**SOURCE MATERIAL**
%%

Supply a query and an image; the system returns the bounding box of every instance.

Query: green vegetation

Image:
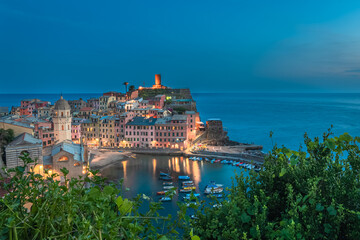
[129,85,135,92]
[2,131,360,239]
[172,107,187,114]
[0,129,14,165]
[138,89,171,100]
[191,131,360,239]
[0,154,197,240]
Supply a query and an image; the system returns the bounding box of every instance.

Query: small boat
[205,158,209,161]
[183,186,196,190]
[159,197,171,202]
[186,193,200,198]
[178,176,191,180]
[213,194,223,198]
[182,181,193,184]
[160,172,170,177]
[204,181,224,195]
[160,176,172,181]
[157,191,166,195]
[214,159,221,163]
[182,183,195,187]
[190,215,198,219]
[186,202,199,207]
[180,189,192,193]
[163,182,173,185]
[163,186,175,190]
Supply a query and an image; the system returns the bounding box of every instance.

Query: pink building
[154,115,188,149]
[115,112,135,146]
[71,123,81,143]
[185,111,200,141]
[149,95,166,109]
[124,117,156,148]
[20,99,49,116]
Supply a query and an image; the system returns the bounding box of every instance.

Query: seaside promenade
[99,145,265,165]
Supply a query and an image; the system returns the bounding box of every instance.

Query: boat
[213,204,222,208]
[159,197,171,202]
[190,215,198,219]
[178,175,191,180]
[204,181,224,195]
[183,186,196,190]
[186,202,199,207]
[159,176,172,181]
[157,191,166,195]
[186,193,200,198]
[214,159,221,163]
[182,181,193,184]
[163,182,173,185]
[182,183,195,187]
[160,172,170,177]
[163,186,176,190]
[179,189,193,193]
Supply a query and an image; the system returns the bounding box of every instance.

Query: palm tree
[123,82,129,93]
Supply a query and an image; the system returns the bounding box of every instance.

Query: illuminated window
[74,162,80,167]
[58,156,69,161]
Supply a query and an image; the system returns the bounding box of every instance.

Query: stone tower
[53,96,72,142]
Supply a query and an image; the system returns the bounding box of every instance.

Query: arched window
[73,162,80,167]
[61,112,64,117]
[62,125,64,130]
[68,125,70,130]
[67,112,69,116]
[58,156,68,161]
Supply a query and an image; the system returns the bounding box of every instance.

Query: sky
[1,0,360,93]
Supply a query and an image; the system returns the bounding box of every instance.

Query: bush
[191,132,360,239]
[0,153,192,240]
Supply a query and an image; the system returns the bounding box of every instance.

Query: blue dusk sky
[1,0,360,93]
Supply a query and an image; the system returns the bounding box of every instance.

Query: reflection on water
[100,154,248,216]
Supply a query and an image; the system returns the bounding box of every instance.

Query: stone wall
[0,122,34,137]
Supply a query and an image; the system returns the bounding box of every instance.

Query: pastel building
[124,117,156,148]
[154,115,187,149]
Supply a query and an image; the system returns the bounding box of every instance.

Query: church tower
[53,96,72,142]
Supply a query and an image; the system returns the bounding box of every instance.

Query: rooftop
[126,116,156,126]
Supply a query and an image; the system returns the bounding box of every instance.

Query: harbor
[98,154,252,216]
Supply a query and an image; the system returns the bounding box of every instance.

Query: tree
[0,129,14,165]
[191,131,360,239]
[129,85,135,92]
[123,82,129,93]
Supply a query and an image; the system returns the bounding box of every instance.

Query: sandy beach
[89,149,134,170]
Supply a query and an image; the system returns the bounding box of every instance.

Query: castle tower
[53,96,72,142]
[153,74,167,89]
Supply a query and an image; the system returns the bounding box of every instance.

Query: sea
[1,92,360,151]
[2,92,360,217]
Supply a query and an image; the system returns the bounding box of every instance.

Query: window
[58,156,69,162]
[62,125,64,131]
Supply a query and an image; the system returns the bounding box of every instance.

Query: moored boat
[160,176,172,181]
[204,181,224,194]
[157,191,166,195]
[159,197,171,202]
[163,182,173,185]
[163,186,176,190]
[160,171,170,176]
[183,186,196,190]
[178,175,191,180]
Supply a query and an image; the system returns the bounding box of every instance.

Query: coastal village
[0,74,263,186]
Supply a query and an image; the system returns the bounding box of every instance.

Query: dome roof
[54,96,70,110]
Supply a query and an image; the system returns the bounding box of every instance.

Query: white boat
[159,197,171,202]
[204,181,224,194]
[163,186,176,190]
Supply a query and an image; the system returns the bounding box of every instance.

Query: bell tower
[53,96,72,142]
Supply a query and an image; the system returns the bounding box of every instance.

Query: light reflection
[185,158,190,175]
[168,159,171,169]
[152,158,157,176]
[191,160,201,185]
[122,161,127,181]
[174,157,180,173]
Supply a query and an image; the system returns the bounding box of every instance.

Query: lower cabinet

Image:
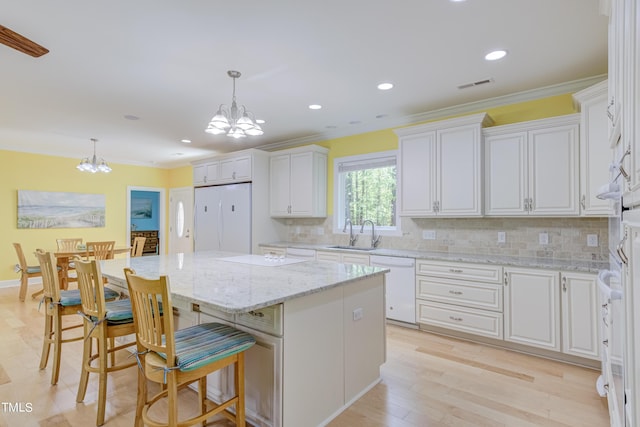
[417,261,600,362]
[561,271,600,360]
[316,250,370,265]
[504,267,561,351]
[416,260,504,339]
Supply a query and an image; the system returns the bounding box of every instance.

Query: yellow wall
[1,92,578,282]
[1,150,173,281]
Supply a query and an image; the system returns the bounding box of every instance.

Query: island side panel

%%

**WHAT YOU HAVE TO DO**
Your job is to copy each entry exactly as written; the pictures do not go in.

**EXERCISE RESPONSE**
Supply a query and an image; the system returns the bounding box of every instance.

Query: green vegetation

Image:
[129,85,135,92]
[2,131,360,239]
[172,107,187,114]
[0,129,14,165]
[138,89,171,100]
[191,131,360,239]
[0,154,197,240]
Supply a query and an image; the system returns the bounding box of every instance.

Query: small boat
[205,158,209,161]
[183,186,196,190]
[159,197,171,202]
[186,193,200,198]
[178,176,191,180]
[213,194,223,198]
[182,181,193,184]
[160,172,170,177]
[204,181,224,195]
[160,176,172,181]
[157,191,166,195]
[214,159,221,163]
[182,183,195,187]
[190,215,198,219]
[186,202,199,207]
[180,189,192,193]
[163,182,173,185]
[163,186,175,190]
Supply a query and an image; the system returns the bounding box of every instance.

Query: pink building
[154,115,188,149]
[115,112,135,146]
[71,123,81,143]
[185,111,200,141]
[149,95,166,109]
[124,117,156,148]
[20,99,49,116]
Supply a query and an image; the system returns the bounding box of every instance.

Query: seaside promenade
[99,145,265,165]
Supply a query and an image; the system returns the bounding box of every instance.

Query: boat
[213,204,222,208]
[159,197,171,202]
[190,215,198,219]
[178,175,191,180]
[204,181,224,195]
[183,186,196,190]
[186,202,199,207]
[159,176,172,181]
[157,191,166,195]
[186,193,200,198]
[214,159,221,163]
[182,181,193,184]
[163,182,173,185]
[182,183,195,187]
[160,172,170,177]
[163,186,176,190]
[179,189,193,193]
Supply a query and an image; the system returns the bounding box of every instance.

Query: palm tree
[123,82,129,93]
Supply a query and an image; the system returns the bounding box of every instance.

Query: illuminated window
[74,162,80,167]
[58,156,69,161]
Supply a query and an image; the system returns the bounding box of every instance.

Query: stone tower
[53,96,72,142]
Supply a query and an image; the system returns the bounding box of every instance.

Query: arched window
[73,162,80,167]
[61,112,64,117]
[62,125,64,130]
[68,125,70,130]
[67,112,69,116]
[58,156,68,161]
Supply a query and an image; the system returns the bounding box of every instance.

Query: sky
[1,0,360,93]
Supply a query and an image; the system returns the bounding box of every instance.

Query: bush
[191,132,360,239]
[0,153,192,240]
Supply a query and an image; the system returns the bounding box of every instance.

Query: blue dusk sky
[1,0,360,93]
Supply a query and an image; the system returns the bounding box of every instance.

Query: reflection on water
[100,154,248,216]
Supply a query and an image; the system returns the bounding box of every instance.

Query: stone wall
[0,122,34,137]
Supply a query and an image; the system returns the bounding box of every instance.

Query: pastel building
[124,117,156,148]
[154,115,187,149]
Supply a query and an image; the system returns the bounding box of every instance.

Query: church tower
[53,96,72,142]
Supply a query and an image; the system returns the bounding box of every instance.

Query: rooftop
[126,116,156,126]
Supply a query and an image; the system returns the bounding box of every instance.

Query: harbor
[98,154,252,216]
Supply a query and an image; the system returns the bounding box of every instance.

Query: tree
[0,129,14,165]
[191,131,360,239]
[129,85,135,92]
[123,82,129,93]
Supply a query and an image; the system returns the bounding box of every instance.

Query: sandy beach
[89,149,134,170]
Supply a query and an image; the system returns the bounding box of every instance.

Query: castle tower
[53,96,72,142]
[153,74,167,89]
Supply a query and an image; the system returns the bounding box of every instance.

Query: sea
[1,92,360,151]
[2,92,360,217]
Supply a query and an image; the system returns the bounding box of every instance.

Query: window
[58,156,69,162]
[62,125,64,131]
Supply a query and an image; the system returns the bounding box of every instance.

Query: moored boat
[160,176,172,181]
[204,181,224,194]
[157,191,166,195]
[159,197,171,202]
[163,182,173,185]
[163,186,176,190]
[160,171,170,176]
[183,186,196,190]
[178,175,191,180]
Supply a query and an image; the system returns the bounding box of every instance.

Query: coastal village
[0,74,263,186]
Supply a query and an image; the system returns the bounding box of every instance.

Query: dome roof
[54,96,70,110]
Supply a query and an image; the system returns the bounding box of every instance.

Query: white boat
[159,197,171,202]
[204,181,224,194]
[163,186,176,190]
Supply a query and an image; the system returns the bounding box of every instance.

Query: bell tower
[53,96,72,142]
Supply a query and an image; the system returns the bounding box of every instance.

Query: light reflection
[185,158,190,175]
[168,159,171,169]
[152,158,157,176]
[191,160,201,185]
[122,161,127,181]
[174,157,180,173]
Supply a query and an image; the system returns the bounding box of every instance.

Query: lower cabinet

Image:
[417,261,600,362]
[561,271,600,360]
[316,250,370,265]
[504,267,561,351]
[416,260,504,339]
Supply a query and an image; the system returns the bounding box of every instance.

Query: yellow wall
[1,92,578,282]
[1,150,173,281]
Supply a query and an image; the system returns the bounding box of every instance.

Query: island side panel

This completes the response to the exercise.